**WHAT THE TASK REQUIRES**
Extract every line of the data below that contains the string "tree". Treat uppercase and lowercase letters as distinct.

**DATASET EXCERPTS**

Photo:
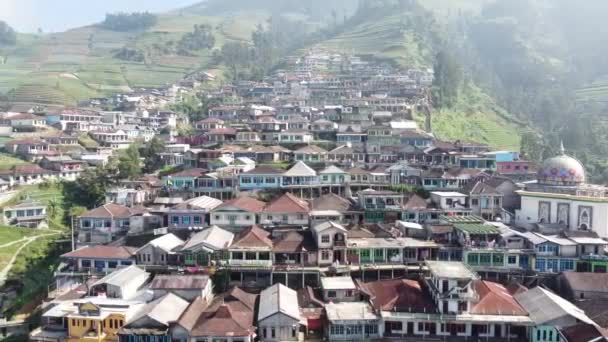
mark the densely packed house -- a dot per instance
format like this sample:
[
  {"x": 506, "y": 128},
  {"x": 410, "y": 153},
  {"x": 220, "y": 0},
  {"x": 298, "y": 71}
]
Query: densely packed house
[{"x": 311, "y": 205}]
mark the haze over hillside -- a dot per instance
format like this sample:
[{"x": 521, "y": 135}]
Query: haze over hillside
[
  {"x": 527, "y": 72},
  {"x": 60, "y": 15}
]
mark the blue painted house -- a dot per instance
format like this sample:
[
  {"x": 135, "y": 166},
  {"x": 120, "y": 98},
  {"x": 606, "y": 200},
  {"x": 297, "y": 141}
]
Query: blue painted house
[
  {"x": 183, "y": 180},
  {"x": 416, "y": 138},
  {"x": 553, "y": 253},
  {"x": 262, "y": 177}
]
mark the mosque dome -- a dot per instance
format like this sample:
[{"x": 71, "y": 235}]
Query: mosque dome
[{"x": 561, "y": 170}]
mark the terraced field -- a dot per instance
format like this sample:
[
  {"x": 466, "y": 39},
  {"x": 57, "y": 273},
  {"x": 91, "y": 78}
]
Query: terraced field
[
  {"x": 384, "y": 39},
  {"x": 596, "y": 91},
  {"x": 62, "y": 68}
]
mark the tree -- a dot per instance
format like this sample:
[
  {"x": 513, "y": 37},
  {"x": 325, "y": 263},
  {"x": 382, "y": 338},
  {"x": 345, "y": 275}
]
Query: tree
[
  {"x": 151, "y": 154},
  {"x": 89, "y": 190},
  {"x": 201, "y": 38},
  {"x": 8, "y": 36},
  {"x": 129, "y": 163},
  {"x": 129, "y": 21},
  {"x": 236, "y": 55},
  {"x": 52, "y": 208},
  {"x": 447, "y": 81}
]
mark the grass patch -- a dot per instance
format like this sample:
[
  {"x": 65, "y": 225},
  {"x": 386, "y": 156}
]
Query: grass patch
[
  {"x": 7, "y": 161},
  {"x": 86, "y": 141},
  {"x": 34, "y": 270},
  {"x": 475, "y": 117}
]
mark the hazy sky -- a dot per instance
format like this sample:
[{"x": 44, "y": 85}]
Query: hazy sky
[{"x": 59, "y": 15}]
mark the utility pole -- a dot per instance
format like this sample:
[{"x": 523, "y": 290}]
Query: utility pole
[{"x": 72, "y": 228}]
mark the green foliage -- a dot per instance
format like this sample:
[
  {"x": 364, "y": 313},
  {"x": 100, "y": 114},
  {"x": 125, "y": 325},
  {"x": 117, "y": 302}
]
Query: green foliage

---

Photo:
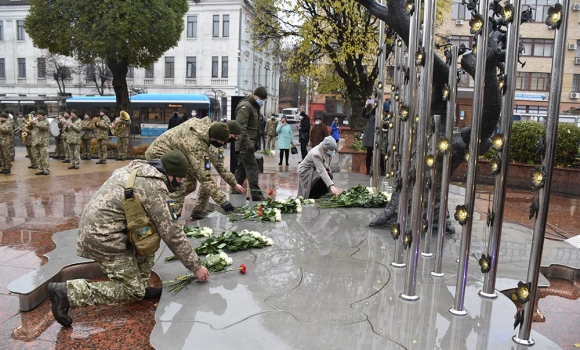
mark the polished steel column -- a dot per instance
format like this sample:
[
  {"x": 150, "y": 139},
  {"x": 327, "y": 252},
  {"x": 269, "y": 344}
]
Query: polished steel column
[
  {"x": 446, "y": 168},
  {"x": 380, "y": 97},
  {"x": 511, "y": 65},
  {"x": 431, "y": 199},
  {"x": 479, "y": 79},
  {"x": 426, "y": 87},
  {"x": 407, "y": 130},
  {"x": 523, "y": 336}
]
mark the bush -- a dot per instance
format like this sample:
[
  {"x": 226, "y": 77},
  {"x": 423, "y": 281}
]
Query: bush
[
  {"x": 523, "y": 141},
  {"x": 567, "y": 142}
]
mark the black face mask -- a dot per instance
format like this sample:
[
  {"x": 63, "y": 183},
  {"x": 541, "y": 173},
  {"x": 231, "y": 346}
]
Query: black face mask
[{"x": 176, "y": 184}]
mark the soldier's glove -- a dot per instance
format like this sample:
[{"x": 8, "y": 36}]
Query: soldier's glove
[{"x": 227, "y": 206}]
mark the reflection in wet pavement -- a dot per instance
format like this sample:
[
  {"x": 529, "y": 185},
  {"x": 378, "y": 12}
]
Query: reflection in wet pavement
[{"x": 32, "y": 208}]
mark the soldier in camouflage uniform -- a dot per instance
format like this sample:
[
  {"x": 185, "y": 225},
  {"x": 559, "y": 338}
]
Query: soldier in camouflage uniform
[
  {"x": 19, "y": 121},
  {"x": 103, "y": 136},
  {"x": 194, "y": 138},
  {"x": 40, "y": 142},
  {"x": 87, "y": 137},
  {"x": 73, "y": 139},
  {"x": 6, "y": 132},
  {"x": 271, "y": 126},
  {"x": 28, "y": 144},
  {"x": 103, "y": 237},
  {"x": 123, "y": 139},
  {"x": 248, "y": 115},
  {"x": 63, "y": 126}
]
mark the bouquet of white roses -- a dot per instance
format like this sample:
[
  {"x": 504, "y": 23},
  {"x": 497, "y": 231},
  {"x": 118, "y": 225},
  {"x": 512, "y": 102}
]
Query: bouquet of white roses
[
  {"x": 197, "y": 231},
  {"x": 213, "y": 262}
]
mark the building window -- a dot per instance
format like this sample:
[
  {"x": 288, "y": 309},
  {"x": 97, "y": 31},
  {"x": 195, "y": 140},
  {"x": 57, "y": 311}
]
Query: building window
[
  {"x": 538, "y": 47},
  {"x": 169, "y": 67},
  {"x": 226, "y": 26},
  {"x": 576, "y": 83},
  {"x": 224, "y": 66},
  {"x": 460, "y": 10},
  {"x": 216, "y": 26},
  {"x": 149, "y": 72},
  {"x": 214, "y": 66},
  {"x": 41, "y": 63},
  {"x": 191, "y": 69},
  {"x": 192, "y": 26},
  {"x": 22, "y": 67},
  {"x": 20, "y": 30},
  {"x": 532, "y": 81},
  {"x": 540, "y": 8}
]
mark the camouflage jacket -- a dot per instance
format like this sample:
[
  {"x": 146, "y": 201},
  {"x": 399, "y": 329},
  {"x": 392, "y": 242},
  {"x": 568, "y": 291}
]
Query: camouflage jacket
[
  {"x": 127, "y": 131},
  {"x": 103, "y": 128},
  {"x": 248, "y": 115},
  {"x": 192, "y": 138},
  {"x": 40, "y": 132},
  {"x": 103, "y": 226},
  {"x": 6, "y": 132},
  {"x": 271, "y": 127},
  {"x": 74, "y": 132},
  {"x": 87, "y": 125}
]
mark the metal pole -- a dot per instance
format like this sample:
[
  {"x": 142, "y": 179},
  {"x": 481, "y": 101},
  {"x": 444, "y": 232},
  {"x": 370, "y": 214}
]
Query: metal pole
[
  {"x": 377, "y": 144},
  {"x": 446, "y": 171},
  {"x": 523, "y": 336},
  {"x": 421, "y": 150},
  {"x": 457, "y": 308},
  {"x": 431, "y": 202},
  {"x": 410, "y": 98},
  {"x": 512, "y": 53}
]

**ANSWER TO THE PROBLEM**
mark the tree -- a dot per instance
Query: tree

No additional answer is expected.